### RECORDS SUPPLIED
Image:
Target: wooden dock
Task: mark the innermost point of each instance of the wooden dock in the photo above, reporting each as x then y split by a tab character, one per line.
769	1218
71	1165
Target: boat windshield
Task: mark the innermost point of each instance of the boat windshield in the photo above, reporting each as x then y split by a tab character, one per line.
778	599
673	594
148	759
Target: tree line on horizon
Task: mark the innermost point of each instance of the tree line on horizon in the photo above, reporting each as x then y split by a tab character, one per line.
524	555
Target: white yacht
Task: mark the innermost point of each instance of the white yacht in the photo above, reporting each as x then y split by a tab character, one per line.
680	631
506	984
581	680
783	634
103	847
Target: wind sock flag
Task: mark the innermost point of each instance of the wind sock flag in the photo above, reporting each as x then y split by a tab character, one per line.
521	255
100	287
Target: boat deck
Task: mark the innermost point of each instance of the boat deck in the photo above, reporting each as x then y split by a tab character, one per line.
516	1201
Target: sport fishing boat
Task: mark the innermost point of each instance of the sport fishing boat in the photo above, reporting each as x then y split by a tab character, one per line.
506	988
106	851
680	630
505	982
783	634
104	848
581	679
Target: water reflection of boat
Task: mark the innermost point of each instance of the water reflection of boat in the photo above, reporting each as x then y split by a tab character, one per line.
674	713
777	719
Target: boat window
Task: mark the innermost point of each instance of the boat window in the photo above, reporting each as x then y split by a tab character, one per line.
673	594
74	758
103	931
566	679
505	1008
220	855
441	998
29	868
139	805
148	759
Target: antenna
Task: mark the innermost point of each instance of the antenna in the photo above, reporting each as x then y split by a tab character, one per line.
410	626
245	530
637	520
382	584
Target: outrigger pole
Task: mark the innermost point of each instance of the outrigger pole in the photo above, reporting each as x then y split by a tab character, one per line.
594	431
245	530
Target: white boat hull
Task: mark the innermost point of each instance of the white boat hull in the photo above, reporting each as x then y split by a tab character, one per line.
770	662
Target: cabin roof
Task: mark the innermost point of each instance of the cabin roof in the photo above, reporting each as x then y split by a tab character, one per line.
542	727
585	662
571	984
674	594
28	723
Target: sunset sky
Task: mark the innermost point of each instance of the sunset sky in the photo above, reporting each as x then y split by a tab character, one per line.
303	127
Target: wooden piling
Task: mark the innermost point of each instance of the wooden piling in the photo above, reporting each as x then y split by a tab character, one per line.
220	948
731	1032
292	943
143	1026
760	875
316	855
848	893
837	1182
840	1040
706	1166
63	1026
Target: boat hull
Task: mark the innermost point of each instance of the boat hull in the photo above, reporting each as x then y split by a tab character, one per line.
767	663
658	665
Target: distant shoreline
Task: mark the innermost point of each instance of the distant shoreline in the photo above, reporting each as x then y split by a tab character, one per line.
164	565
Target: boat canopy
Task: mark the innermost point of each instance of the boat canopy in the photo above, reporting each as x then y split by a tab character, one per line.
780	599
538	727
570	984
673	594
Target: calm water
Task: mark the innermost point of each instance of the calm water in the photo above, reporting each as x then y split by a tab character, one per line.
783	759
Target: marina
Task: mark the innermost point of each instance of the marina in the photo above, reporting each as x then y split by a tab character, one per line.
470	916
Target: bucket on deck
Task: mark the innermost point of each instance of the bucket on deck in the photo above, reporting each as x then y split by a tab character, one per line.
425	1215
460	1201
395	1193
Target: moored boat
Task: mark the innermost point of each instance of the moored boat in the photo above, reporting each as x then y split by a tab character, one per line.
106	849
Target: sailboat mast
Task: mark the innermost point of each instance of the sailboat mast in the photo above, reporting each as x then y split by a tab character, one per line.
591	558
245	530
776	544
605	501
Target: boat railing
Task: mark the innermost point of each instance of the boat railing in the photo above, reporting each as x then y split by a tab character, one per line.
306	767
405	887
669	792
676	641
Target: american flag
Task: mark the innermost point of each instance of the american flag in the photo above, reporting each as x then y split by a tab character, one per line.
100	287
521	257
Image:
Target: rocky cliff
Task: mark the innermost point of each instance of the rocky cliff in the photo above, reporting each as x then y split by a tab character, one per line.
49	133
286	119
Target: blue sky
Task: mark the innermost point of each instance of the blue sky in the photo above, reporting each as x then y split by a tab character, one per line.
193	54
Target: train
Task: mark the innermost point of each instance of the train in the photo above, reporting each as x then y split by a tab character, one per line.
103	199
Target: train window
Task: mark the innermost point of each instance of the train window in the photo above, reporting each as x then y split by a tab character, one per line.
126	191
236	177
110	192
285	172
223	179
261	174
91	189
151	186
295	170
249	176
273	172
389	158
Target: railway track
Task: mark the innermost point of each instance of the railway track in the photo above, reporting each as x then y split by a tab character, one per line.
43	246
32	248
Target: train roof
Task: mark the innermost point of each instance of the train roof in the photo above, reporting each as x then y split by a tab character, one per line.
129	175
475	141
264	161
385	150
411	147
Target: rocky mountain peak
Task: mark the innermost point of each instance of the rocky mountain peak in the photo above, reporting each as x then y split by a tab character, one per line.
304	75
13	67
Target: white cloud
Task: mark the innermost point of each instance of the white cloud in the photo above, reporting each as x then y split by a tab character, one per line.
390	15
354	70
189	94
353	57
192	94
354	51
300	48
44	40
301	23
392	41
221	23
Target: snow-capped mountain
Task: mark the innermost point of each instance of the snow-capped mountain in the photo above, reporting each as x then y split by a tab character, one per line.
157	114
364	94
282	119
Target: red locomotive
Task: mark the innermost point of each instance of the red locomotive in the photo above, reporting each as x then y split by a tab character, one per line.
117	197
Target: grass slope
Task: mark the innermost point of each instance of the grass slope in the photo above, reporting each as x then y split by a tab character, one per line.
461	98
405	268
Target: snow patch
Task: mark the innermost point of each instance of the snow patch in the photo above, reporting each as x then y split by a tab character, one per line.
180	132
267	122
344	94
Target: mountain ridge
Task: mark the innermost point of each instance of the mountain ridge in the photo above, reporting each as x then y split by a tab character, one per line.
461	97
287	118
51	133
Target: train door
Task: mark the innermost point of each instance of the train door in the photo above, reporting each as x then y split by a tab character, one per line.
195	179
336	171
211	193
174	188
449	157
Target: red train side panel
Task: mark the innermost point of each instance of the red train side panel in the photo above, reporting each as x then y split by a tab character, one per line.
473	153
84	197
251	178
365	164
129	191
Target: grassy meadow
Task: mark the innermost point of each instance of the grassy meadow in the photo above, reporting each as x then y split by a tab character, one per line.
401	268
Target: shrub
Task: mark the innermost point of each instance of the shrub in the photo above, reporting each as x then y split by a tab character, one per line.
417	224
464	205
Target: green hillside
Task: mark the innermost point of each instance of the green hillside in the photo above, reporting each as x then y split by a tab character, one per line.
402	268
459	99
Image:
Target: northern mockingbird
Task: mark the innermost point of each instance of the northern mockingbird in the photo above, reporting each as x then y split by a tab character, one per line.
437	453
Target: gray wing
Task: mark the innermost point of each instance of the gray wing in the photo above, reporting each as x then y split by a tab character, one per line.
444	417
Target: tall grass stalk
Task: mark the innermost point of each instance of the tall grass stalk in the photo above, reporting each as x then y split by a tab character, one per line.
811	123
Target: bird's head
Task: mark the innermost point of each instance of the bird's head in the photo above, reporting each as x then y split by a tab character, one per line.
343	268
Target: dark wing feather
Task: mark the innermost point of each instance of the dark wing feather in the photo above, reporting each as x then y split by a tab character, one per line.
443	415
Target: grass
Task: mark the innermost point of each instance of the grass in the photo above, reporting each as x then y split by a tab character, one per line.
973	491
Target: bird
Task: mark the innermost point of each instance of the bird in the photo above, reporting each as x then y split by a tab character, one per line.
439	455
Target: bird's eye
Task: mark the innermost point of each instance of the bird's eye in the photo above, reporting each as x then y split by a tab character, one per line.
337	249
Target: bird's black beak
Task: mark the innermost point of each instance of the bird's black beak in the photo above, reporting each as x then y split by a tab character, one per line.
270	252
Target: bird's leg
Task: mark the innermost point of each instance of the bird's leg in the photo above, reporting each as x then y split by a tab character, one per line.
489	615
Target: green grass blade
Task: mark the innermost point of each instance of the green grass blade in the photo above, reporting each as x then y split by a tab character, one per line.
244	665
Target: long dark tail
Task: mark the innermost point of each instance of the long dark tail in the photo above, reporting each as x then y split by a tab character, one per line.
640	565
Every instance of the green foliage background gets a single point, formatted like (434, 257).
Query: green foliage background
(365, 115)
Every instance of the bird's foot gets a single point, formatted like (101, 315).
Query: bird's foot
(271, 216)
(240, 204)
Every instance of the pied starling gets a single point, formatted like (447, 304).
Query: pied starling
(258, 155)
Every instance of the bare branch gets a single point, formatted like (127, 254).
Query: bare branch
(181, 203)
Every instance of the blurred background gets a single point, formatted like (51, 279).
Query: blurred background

### WRITTEN REQUEST
Using the material above, extract the line that contains "Every instance of the green" and every line after it, exactly as given; stop at the last line.

### RESULT OF THE TASK
Every instance of the green foliage background gets a single point, formatted like (434, 257).
Query: green foliage background
(365, 115)
Every instance of the bird's foot gets a single point, formatted like (101, 315).
Query: bird's foot
(271, 216)
(240, 204)
Every instance of the pied starling gets a single point, formatted like (447, 304).
Query: pied starling
(258, 155)
Every instance of the bare branch gets a single point, formatted like (127, 254).
Query: bare branch
(181, 203)
Every instance of the blurred background gets a single point, formatted like (51, 279).
Query: blurred background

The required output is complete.